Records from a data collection
▬▬▬

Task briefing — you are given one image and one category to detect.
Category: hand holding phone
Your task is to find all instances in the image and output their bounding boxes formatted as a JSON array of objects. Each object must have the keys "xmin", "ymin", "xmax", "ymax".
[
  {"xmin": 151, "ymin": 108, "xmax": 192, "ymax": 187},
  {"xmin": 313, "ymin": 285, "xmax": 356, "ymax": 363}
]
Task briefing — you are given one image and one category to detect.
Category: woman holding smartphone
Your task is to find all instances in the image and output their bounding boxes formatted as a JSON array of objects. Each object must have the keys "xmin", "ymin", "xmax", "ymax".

▬▬▬

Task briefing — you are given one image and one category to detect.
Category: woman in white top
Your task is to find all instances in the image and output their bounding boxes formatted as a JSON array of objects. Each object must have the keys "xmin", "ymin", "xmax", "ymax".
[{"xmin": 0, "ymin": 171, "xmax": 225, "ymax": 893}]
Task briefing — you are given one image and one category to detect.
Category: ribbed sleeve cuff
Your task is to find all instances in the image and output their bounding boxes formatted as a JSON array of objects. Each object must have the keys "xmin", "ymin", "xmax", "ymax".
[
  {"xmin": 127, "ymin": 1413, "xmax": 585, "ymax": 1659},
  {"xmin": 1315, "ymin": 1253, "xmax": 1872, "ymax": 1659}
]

▬▬▬

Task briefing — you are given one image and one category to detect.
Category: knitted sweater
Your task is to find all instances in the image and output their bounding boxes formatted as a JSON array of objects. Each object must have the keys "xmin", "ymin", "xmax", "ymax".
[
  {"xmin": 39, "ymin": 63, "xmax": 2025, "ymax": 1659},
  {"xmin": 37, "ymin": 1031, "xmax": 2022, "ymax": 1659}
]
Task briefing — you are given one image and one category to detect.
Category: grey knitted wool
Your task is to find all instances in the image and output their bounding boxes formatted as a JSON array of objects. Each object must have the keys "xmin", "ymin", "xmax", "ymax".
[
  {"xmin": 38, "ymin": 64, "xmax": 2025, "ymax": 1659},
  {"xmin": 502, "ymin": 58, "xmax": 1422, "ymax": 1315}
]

▬▬▬

Your task - All lines in the records above that contain "woman" are to be reported.

Response area -
Category: woman holding smartphone
Category: woman in white top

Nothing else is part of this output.